-------- RECORD EXTRACTS

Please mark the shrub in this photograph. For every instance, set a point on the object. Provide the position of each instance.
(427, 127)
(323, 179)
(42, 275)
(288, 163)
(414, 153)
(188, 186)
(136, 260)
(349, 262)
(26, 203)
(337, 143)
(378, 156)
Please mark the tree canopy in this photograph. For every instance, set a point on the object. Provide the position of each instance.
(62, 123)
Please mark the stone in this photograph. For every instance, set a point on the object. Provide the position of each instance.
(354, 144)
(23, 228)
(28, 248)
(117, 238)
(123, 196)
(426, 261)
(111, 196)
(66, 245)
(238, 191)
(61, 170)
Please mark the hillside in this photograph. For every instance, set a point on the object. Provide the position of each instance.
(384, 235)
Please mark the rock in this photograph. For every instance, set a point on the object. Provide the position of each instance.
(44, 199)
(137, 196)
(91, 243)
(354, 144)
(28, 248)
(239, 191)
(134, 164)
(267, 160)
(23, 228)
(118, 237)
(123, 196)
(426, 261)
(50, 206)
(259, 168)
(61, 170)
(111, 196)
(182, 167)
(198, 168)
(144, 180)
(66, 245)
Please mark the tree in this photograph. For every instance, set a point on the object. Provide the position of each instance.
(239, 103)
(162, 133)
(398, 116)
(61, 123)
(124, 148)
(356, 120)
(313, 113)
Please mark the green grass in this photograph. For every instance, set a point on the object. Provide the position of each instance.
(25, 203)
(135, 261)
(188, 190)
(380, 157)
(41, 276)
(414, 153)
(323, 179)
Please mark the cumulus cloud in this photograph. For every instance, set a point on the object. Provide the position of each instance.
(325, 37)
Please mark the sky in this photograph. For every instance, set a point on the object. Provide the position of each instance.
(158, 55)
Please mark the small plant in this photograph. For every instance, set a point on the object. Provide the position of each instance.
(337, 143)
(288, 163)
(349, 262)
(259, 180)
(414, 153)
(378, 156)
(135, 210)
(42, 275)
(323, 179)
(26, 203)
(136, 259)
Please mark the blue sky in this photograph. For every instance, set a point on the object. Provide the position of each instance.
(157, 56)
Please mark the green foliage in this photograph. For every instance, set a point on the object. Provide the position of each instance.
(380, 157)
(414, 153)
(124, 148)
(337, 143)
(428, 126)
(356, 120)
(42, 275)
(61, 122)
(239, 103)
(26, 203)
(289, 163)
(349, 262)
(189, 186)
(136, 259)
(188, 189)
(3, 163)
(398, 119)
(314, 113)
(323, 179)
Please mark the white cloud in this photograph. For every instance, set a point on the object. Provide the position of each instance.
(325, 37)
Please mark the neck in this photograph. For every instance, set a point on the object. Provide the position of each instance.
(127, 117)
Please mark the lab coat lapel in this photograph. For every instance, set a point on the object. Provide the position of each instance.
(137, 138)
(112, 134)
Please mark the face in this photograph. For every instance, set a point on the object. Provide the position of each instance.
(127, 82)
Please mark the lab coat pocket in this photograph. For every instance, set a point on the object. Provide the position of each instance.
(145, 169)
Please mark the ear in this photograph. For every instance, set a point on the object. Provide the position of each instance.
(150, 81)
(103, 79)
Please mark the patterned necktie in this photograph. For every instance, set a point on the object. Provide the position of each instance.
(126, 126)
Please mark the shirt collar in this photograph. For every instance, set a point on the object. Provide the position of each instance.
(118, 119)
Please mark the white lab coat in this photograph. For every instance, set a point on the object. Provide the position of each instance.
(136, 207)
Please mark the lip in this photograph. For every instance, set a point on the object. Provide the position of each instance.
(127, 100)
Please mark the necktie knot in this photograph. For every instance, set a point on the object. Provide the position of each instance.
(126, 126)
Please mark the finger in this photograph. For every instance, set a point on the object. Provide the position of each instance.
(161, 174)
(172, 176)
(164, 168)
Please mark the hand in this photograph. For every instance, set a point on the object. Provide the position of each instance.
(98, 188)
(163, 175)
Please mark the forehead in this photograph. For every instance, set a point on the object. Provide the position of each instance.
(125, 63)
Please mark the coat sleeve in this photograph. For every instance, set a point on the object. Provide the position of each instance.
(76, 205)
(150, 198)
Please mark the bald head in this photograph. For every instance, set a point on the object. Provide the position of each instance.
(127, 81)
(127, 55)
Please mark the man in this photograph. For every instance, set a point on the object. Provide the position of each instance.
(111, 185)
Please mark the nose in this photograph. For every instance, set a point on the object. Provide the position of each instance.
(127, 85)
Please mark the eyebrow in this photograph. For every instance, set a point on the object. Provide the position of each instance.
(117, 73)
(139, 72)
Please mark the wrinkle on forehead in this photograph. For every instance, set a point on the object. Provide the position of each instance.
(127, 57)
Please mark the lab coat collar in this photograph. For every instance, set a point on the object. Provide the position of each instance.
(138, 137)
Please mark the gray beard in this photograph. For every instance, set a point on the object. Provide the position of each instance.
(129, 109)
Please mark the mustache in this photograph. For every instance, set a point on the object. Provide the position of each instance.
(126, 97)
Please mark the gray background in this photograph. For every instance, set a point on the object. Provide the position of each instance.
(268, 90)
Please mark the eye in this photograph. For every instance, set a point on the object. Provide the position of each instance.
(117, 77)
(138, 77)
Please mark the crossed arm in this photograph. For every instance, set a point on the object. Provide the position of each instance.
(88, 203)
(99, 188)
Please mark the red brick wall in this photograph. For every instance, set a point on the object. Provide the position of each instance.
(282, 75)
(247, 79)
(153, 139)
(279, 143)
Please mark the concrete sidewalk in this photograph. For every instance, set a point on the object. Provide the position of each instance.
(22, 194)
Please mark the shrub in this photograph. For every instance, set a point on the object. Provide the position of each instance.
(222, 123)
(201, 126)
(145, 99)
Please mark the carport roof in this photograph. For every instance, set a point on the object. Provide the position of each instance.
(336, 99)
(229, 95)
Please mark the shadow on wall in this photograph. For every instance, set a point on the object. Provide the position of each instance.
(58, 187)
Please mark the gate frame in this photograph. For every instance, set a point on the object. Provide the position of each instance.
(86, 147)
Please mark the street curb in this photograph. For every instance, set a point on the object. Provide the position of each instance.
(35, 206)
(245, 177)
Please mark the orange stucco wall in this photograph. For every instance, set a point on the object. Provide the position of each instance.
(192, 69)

----------------

#### [TASK TO COMPLETE]
The records above are to be repeated exactly, in their entirety.

#### [CORRECT RESPONSE]
Please mark the shrub in this photograph. For every instance, set a point on the object. Provide the position of each instance.
(427, 127)
(323, 179)
(42, 275)
(288, 163)
(414, 153)
(188, 186)
(136, 260)
(349, 262)
(26, 203)
(337, 143)
(378, 156)
Please mark the tree canopy in this photograph. For every instance, set a point on the object. Provide the position of each instance.
(62, 123)
Please mark the stone in this photograph. For every instance, set a point on the object. Provide the position of each instance.
(354, 144)
(23, 228)
(28, 248)
(117, 238)
(123, 196)
(426, 261)
(111, 196)
(66, 245)
(238, 191)
(61, 170)
Please mark the hillside in this photograph. For every instance, set a point on the object. Provide the position of each instance.
(384, 235)
Please mark the rock in this photograph. For every instance, set a point on the object. Provide the position of each instance.
(44, 199)
(137, 196)
(91, 243)
(354, 144)
(28, 248)
(239, 191)
(134, 164)
(267, 160)
(23, 228)
(118, 237)
(123, 196)
(426, 261)
(50, 206)
(259, 168)
(61, 170)
(111, 196)
(182, 167)
(198, 168)
(144, 180)
(66, 245)
Please mark the tree in this photograph. For every instance, set a point on the object. Provide the position of each instance.
(239, 103)
(162, 133)
(398, 116)
(61, 123)
(124, 148)
(356, 120)
(313, 113)
Please mark the green grass in this photograph. For every instance, set a point on the object. Provide the position of each instance.
(25, 203)
(135, 261)
(188, 190)
(380, 157)
(41, 276)
(414, 153)
(323, 179)
Please mark the cumulus cloud in this photograph. For every instance, set a point on the object. Provide the position of each instance.
(325, 37)
Please mark the sky in this photograph. For every instance, set a point on the object. Provide the position of each instance.
(158, 55)
Please mark the small plant in this photograph. For every instance, set a point on the object. Provide the position of each instance.
(337, 143)
(288, 163)
(349, 262)
(259, 180)
(414, 153)
(378, 156)
(135, 210)
(42, 275)
(323, 179)
(26, 203)
(136, 259)
Please mark the blue sky in this photograph. For every instance, set a point on the object. Provide the position of each instance.
(157, 56)
Please mark the green foliage in this photograph. For every instance, set a point on the object. Provide the position of each instance.
(380, 157)
(414, 153)
(124, 148)
(337, 143)
(428, 126)
(356, 120)
(42, 275)
(61, 122)
(239, 103)
(26, 203)
(289, 163)
(349, 262)
(189, 186)
(136, 259)
(188, 189)
(3, 163)
(398, 119)
(314, 113)
(323, 179)
Please mark the white cloud in this photograph. For every instance, set a point on the object. Provide the position of each instance.
(325, 37)
Please mark the neck in this photograph. For every instance, set a point on the object. Provide the position of each instance.
(127, 117)
Please mark the lab coat lapel in this photograph. For every instance, set a point on the object. Provide the position of each instance.
(137, 138)
(112, 134)
Please mark the face in this photograph. For every instance, set a point on the object. Provide the position of each instance.
(127, 82)
Please mark the lab coat pocket in this photograph. For every instance, set a point on the object. Provide the position of each instance.
(145, 169)
Please mark the ear in this photograph. For every instance, set a point on the object. Provide the position of each instance.
(150, 81)
(103, 79)
Please mark the patterned necktie in this photograph. For every instance, set a point on the object. Provide the position of each instance.
(126, 126)
Please mark the shirt collar in this photograph. For every instance, set a point on the object. Provide the position of each instance.
(118, 119)
Please mark the white lab coat in this photograph. For every instance, set a point on the object. Provide the position of each instance.
(136, 207)
Please mark the lip in this photograph. For every instance, set a point on the object. Provide the position of each instance.
(127, 100)
Please mark the necktie knot in this photograph. For every instance, set a point on the object. Provide the position of each instance.
(126, 126)
Please mark the finger in this photograph. For every instance, set a point on the object. Provide the position of each instance.
(161, 174)
(172, 176)
(164, 168)
Please mark the hand in this photograph. For every instance, set a point on the object. Provide the position of each instance.
(98, 188)
(163, 175)
Please mark the forehead in this photograph. For every instance, set a point on the object. Provide the position of each instance.
(125, 63)
Please mark the coat sleeve in this photograph. For every instance, set a point on the object. Provide the position of each instance.
(76, 205)
(150, 198)
Please mark the bald head in this photograph. For every instance, set a point on the object. Provide the position of each instance.
(127, 81)
(127, 55)
Please mark the man in this photograph. For every instance, set a point on the object. Provide the position of each instance.
(111, 185)
Please mark the nose in this photograph. For every instance, set a point on the object. Provide the position of each instance.
(127, 85)
Please mark the eyebrow in this photograph. For every instance, set a point on the object. Provide the position of each instance.
(117, 73)
(139, 72)
Please mark the wrinkle on forehead in this photograph. For every instance, set a point on the object. Provide the position of each instance.
(127, 57)
Please mark the lab coat collar in this photograph. For every instance, set a point on the object. Provide the position of each instance.
(138, 137)
Please mark the gray beard in this photograph. For every instance, set a point on the object. Provide the position of each instance.
(129, 109)
Please mark the mustache in this photograph. For every instance, set a point on the object. Provide the position of each instance.
(126, 97)
Please mark the gray background in this photograph. For every instance, set a point on the object. Provide the position of each instance.
(268, 90)
Please mark the eye in this photograph. For every instance, set a point on the object. Provide the position of each instance.
(117, 77)
(138, 77)
Please mark the crossed arm in this photograph. For every instance, set a point on the object. Provide the position of each instance.
(88, 203)
(99, 188)
Please mark the red brick wall in this photograph. For every instance, set a point on the object. Provide the position of each instance.
(282, 75)
(247, 79)
(153, 139)
(279, 143)
Please mark the concrete sidewalk in this photograph. For every instance, set a point on the object. Provide the position of each instance.
(22, 194)
Please mark the shrub in this photograph. For every instance, set a point on the object. Provide the position of each instance.
(222, 123)
(201, 126)
(145, 99)
Please mark the carport roof in this photograph. For every instance, set a point on the object. Provide the position of each instance.
(336, 99)
(229, 95)
Please mark the shadow on wall in this photograph. For every instance, set a point on the object. Provide the position of each instance.
(58, 187)
Please mark the gate frame in this photograph. For every instance, set a point on the object. Provide the position of each instance.
(86, 147)
Please mark the street curb in this photograph. For every instance, set a point on the object. Provide the position of each instance.
(35, 206)
(245, 177)
Please mark the orange stucco wall in this photograph. For every instance, set a point on the object. Provide the position of each instance.
(192, 69)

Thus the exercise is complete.